(Textauszug)

Starke und schwere Kraftsportler – schlanke und drahtige Ausdauersportler: Warum kommen beide Extreme nicht kombiniert vor? Eine Studie an Mäusen wirft nun Licht auf diese Frage. Demnach wird im Muskel bei Krafttraining ein Botenstoff vermehrt gebildet, der Ausdauermuskeln in Kraftmuskeln verwandelt – der Prozess geht also zulasten der „drahtigen“ Muskulatur.
Vor allem im Leistungssport ist der „Entweder-Oder-Effekt“ bekannt: Die Art des Trainings muss dem jeweiligen Ziel angepasst sein, denn Krafttraining kann zu einer Verringerung der Ausdauerleistung führen. Vor allem bei Sportarten wie dem Rudern, die auf Kraft und auf Ausdauer ausgerichtet sind, muss dieser Zusammenhang beim Erstellen von Trainingsprogrammen berücksichtigt werden. Auf welchen Prozessen dieser Effekt allerdings basiert, war bisher unklar und es gibt auch generell noch viele offene Fragen dazu, was in Muskeln abläuft, wenn sie trainiert werden.
Kraft- versus Ausdauermuskeln
Über die Unterschiede zwischen Kraft- und Ausdauermuskeln ist bekannt, dass sie sich durch die Fasertypen unterscheiden, aus denen sie bestehen. Ausdauermuskeln werden demnach durch langsam kontrahierende Fasern gebildet. Bei Ausdauersportlern wie Marathonläufern sind diese Versionen besonders stark ausgeprägt. Kraftmuskeln bestehen hingegen aus Fasern, die sich besonders schnell zusammenziehen können. Diese Muskeln legen beim Krafttraining an Volumen zu und erbringen eine besonders große Kraftleistung.

(Angezeigtes Material)
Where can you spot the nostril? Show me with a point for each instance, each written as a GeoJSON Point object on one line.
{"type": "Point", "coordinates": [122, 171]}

(Ziel der Übung) Gib aus dem Textauszug über Kraft- und Ausdauermuskeln die Stelle von „Kraft- versus Ausdauermuskeln“ bis einschließlich „besonders große Kraftleistung.“ wortgetreu wieder.

(Lösung der Übung)
Kraft- versus Ausdauermuskeln
Über die Unterschiede zwischen Kraft- und Ausdauermuskeln ist bekannt, dass sie sich durch die Fasertypen unterscheiden, aus denen sie bestehen. Ausdauermuskeln werden demnach durch langsam kontrahierende Fasern gebildet. Bei Ausdauersportlern wie Marathonläufern sind diese Versionen besonders stark ausgeprägt. Kraftmuskeln bestehen hingegen aus Fasern, die sich besonders schnell zusammenziehen können. Diese Muskeln legen beim Krafttraining an Volumen zu und erbringen eine besonders große Kraftleistung.